--- Start of RECORDS FOR PROCESSING ---

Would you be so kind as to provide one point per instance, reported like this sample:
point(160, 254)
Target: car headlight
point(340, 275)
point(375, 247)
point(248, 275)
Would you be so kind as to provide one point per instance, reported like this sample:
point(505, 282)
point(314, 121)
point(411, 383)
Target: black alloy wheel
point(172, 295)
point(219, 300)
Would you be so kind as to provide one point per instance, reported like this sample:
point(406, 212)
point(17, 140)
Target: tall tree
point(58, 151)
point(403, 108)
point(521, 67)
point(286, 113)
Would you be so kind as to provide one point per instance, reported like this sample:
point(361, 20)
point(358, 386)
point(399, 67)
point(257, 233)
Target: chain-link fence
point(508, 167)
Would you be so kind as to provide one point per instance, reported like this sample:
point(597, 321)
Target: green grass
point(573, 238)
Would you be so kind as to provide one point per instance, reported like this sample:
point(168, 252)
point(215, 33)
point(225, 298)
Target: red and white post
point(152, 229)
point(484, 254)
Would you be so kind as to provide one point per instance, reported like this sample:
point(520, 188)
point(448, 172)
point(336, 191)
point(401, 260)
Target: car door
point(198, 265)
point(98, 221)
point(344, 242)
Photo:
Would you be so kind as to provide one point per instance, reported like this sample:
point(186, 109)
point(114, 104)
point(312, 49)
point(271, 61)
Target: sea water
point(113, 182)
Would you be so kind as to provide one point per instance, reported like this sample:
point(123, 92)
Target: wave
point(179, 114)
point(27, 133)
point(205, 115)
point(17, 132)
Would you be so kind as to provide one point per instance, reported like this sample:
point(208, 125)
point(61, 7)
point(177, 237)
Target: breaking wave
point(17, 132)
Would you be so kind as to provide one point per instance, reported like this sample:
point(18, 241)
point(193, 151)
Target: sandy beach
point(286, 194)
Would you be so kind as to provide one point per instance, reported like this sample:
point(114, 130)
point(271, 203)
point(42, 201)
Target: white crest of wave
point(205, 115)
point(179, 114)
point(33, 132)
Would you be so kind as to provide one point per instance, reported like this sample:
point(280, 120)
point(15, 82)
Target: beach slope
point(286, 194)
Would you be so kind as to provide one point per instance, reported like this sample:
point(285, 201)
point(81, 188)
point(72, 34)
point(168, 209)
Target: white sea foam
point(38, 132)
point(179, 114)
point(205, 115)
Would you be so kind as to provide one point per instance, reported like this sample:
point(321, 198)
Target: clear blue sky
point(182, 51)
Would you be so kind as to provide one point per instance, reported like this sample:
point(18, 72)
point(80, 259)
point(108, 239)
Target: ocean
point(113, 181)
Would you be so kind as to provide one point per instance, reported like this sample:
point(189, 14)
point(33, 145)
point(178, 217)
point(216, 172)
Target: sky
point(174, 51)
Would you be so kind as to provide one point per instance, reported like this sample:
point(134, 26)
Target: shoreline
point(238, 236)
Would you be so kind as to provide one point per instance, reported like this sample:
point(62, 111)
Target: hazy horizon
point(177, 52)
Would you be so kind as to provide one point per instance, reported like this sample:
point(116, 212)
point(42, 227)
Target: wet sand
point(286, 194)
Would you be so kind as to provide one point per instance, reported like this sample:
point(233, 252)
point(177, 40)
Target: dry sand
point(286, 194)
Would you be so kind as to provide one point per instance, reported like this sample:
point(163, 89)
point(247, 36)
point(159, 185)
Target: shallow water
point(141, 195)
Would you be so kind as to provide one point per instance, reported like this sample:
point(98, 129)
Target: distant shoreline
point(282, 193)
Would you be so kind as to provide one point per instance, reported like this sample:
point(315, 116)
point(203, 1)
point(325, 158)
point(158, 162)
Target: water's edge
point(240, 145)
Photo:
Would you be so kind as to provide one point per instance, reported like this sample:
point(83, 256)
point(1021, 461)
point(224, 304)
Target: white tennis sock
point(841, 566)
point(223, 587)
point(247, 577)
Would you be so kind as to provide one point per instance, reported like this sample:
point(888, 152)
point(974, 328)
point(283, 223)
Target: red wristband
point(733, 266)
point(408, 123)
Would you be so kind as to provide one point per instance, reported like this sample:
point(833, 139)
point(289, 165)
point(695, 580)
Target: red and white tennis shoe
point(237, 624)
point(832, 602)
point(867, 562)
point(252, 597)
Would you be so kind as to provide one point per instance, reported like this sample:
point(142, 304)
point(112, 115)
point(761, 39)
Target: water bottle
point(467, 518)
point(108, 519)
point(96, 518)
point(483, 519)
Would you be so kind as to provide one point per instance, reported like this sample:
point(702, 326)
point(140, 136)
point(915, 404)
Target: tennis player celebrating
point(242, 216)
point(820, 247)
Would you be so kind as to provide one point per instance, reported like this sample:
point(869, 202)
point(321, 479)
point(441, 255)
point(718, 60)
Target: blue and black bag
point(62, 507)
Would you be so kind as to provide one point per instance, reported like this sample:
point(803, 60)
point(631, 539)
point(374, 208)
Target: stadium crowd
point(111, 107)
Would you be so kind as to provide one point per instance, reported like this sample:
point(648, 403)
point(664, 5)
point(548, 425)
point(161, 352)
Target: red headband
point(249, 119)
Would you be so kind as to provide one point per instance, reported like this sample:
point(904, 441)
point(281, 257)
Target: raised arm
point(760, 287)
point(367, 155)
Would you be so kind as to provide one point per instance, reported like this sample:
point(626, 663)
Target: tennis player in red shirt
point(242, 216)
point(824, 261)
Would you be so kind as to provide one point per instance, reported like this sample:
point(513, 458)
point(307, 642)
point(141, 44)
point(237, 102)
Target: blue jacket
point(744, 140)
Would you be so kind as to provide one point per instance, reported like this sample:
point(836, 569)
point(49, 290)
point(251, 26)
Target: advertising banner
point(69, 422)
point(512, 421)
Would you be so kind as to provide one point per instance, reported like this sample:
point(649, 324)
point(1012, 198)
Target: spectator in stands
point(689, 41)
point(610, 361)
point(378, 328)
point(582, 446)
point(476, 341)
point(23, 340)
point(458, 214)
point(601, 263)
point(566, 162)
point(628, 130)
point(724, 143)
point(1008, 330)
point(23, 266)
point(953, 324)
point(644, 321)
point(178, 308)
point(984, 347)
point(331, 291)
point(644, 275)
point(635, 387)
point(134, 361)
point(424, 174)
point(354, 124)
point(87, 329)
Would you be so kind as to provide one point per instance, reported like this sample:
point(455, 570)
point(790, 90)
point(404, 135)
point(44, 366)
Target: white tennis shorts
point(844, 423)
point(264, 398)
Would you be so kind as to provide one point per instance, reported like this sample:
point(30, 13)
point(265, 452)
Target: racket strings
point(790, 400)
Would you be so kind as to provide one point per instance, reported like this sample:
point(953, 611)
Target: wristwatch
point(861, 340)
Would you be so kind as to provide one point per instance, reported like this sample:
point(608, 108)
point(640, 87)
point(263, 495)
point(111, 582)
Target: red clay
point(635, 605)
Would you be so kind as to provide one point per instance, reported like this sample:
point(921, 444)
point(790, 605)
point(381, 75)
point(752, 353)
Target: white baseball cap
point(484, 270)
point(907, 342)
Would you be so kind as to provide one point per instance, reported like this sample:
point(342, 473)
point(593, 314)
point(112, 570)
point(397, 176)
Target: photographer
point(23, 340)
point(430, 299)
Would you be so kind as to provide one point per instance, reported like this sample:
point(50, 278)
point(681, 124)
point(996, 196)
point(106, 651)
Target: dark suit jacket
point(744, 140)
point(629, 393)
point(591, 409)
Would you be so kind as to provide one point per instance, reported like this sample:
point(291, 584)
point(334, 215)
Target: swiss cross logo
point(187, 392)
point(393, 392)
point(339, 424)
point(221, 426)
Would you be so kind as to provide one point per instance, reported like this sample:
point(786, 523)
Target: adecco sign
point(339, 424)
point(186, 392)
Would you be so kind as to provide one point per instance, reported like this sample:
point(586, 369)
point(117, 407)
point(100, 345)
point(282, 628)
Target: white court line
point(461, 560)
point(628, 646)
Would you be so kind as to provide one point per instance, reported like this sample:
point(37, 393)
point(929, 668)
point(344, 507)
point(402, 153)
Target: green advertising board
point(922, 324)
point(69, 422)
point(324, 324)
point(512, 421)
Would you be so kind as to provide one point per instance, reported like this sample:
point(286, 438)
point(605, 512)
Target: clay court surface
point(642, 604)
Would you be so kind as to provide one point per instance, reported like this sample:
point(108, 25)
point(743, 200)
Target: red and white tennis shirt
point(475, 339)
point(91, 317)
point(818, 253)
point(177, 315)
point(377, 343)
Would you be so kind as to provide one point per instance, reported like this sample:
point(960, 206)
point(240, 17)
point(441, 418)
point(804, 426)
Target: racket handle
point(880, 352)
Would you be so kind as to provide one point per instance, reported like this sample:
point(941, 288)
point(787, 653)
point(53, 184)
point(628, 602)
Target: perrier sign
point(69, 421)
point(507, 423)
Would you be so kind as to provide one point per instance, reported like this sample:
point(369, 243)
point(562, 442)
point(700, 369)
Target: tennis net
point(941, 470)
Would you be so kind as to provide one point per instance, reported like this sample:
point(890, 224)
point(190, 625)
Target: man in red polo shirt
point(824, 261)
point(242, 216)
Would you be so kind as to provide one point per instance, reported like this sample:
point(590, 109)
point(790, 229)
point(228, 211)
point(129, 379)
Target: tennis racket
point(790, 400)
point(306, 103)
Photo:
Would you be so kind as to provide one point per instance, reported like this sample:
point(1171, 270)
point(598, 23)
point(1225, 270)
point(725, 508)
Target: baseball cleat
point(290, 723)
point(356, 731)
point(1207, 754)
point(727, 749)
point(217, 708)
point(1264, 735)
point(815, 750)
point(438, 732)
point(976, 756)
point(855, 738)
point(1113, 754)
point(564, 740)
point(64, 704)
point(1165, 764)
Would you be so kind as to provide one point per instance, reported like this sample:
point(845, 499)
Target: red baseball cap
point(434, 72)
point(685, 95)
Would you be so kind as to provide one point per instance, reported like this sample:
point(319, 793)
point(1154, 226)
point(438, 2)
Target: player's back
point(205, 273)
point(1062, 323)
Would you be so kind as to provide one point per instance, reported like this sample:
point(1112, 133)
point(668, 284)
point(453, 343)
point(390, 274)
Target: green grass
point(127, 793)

--- End of RECORDS FOR PROCESSING ---

YOUR INSTRUCTIONS:
Pull out every line of the material above that contains the string "clay" and copy each one in full. Only matches in the same case count.

TASK RESULT:
Target: red clay
Target: clay court surface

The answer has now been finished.